======== SUPPLIED DATA ========

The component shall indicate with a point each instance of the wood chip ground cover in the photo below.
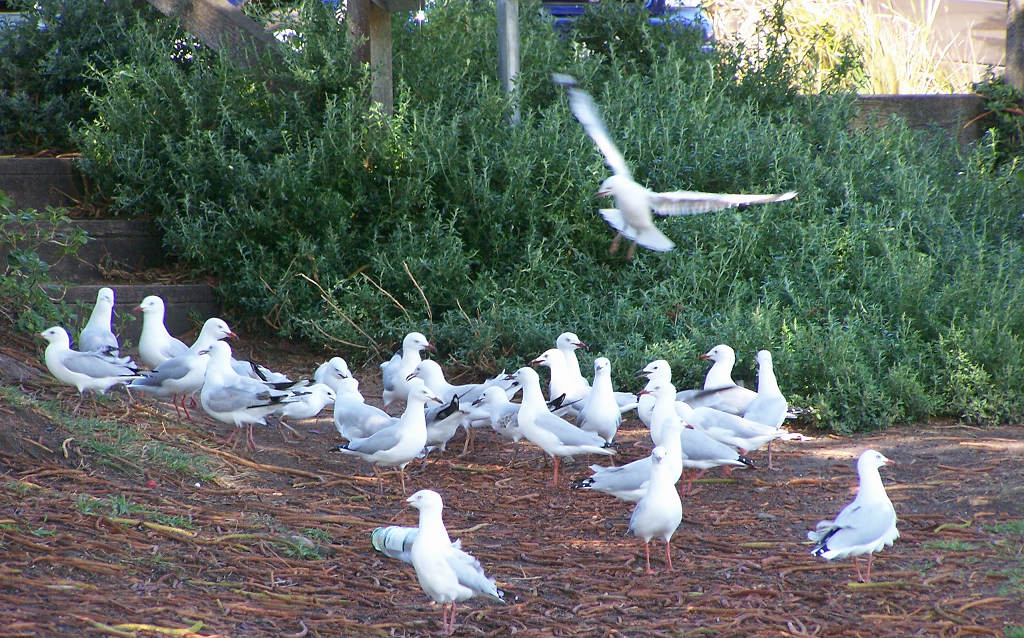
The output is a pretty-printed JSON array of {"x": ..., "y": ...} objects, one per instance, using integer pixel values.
[{"x": 135, "y": 523}]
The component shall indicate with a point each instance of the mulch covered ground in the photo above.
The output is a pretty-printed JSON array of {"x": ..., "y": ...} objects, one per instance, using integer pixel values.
[{"x": 101, "y": 537}]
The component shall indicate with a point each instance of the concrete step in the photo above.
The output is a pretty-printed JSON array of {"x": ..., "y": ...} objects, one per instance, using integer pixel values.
[
  {"x": 118, "y": 252},
  {"x": 186, "y": 306},
  {"x": 38, "y": 182}
]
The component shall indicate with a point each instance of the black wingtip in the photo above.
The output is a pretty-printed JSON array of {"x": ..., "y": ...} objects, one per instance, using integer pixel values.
[
  {"x": 564, "y": 80},
  {"x": 582, "y": 483}
]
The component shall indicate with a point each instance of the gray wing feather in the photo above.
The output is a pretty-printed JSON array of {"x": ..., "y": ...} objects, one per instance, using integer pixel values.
[
  {"x": 586, "y": 112},
  {"x": 693, "y": 203}
]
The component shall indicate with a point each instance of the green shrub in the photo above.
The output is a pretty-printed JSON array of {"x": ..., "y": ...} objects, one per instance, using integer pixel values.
[
  {"x": 24, "y": 285},
  {"x": 889, "y": 290},
  {"x": 48, "y": 64}
]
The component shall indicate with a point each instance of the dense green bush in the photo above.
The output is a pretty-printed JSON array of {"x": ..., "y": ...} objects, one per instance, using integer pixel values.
[
  {"x": 48, "y": 62},
  {"x": 890, "y": 290}
]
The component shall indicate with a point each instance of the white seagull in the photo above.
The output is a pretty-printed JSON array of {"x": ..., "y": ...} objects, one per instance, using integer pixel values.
[
  {"x": 332, "y": 372},
  {"x": 236, "y": 399},
  {"x": 552, "y": 433},
  {"x": 659, "y": 511},
  {"x": 395, "y": 372},
  {"x": 599, "y": 412},
  {"x": 309, "y": 401},
  {"x": 97, "y": 335},
  {"x": 629, "y": 482},
  {"x": 865, "y": 525},
  {"x": 495, "y": 409},
  {"x": 89, "y": 372},
  {"x": 156, "y": 345},
  {"x": 396, "y": 444},
  {"x": 632, "y": 217},
  {"x": 446, "y": 575},
  {"x": 719, "y": 390},
  {"x": 353, "y": 417},
  {"x": 699, "y": 452}
]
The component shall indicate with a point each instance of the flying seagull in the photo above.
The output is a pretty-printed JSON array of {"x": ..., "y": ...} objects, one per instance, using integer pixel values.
[{"x": 632, "y": 217}]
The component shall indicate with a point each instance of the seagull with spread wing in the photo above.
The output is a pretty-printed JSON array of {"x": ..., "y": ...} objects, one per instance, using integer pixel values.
[{"x": 632, "y": 217}]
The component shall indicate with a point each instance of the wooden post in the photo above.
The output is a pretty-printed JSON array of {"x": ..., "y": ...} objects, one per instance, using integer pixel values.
[
  {"x": 508, "y": 49},
  {"x": 1015, "y": 43},
  {"x": 220, "y": 26},
  {"x": 380, "y": 57}
]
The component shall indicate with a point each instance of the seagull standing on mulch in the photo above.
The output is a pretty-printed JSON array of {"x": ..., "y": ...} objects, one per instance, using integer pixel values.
[
  {"x": 89, "y": 372},
  {"x": 865, "y": 525},
  {"x": 555, "y": 435},
  {"x": 720, "y": 391},
  {"x": 156, "y": 345},
  {"x": 632, "y": 217},
  {"x": 97, "y": 335},
  {"x": 432, "y": 556},
  {"x": 659, "y": 511},
  {"x": 232, "y": 398},
  {"x": 396, "y": 444},
  {"x": 395, "y": 372}
]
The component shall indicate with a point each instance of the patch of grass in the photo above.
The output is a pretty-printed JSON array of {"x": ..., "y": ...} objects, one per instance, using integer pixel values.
[
  {"x": 1014, "y": 527},
  {"x": 318, "y": 535},
  {"x": 121, "y": 505},
  {"x": 953, "y": 546},
  {"x": 174, "y": 521}
]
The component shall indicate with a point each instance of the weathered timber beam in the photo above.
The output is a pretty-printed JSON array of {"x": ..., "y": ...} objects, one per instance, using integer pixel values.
[{"x": 220, "y": 26}]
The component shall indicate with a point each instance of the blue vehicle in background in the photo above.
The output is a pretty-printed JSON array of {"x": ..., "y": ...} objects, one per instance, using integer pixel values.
[{"x": 670, "y": 12}]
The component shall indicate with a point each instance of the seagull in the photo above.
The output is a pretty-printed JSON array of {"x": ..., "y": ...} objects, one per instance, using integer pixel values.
[
  {"x": 396, "y": 542},
  {"x": 629, "y": 482},
  {"x": 568, "y": 390},
  {"x": 332, "y": 372},
  {"x": 237, "y": 399},
  {"x": 599, "y": 412},
  {"x": 552, "y": 433},
  {"x": 309, "y": 401},
  {"x": 571, "y": 388},
  {"x": 156, "y": 345},
  {"x": 214, "y": 329},
  {"x": 181, "y": 376},
  {"x": 97, "y": 336},
  {"x": 567, "y": 343},
  {"x": 769, "y": 406},
  {"x": 353, "y": 418},
  {"x": 494, "y": 408},
  {"x": 439, "y": 566},
  {"x": 719, "y": 390},
  {"x": 177, "y": 377},
  {"x": 743, "y": 434},
  {"x": 659, "y": 511},
  {"x": 865, "y": 525},
  {"x": 89, "y": 372},
  {"x": 395, "y": 372},
  {"x": 396, "y": 444},
  {"x": 699, "y": 451},
  {"x": 634, "y": 203}
]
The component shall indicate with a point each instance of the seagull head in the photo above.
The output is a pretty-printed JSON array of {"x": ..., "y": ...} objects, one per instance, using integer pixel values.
[
  {"x": 55, "y": 335},
  {"x": 872, "y": 459},
  {"x": 426, "y": 499},
  {"x": 612, "y": 184}
]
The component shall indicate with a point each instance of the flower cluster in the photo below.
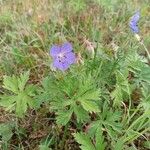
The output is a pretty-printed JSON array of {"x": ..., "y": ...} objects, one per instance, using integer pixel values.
[{"x": 62, "y": 56}]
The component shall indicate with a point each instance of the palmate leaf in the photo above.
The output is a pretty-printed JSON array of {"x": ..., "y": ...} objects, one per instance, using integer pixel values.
[
  {"x": 20, "y": 95},
  {"x": 85, "y": 141},
  {"x": 11, "y": 84},
  {"x": 88, "y": 101}
]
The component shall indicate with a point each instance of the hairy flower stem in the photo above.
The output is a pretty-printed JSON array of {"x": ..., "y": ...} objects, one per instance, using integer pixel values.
[
  {"x": 145, "y": 48},
  {"x": 64, "y": 137}
]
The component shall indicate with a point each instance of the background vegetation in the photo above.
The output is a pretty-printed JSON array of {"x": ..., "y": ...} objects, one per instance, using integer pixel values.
[{"x": 100, "y": 103}]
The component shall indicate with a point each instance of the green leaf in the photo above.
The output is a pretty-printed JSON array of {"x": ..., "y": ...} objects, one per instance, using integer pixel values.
[
  {"x": 11, "y": 84},
  {"x": 20, "y": 96},
  {"x": 81, "y": 114},
  {"x": 88, "y": 101},
  {"x": 84, "y": 140},
  {"x": 90, "y": 106}
]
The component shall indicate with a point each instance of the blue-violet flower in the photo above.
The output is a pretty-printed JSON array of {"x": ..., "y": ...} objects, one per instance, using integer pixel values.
[{"x": 62, "y": 56}]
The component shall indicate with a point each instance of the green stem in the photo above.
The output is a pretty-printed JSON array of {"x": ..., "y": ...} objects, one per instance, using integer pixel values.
[
  {"x": 148, "y": 54},
  {"x": 64, "y": 137}
]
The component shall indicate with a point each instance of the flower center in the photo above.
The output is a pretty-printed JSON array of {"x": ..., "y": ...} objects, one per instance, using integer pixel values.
[{"x": 61, "y": 57}]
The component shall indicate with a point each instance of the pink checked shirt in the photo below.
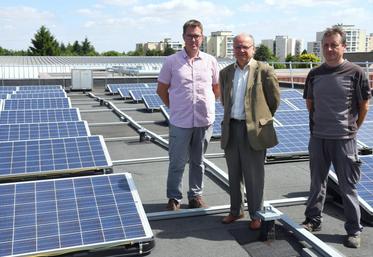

========

▶ BRIEF
Set down exactly the lines of the data above, beginning with the line that has "covered ground in the photo above." and ending with the line that has "step in the photo above.", and no others.

▶ EXERCISE OUTPUT
The component shall indicate with a point each instance of the mulch covered ground in the photo above.
The output is a pretty-printed JSON array of {"x": ..., "y": ...} objects, one per instance, using integer pixel values.
[{"x": 101, "y": 537}]
The component shall indicate with a point each instance of the concrete step in the photo above.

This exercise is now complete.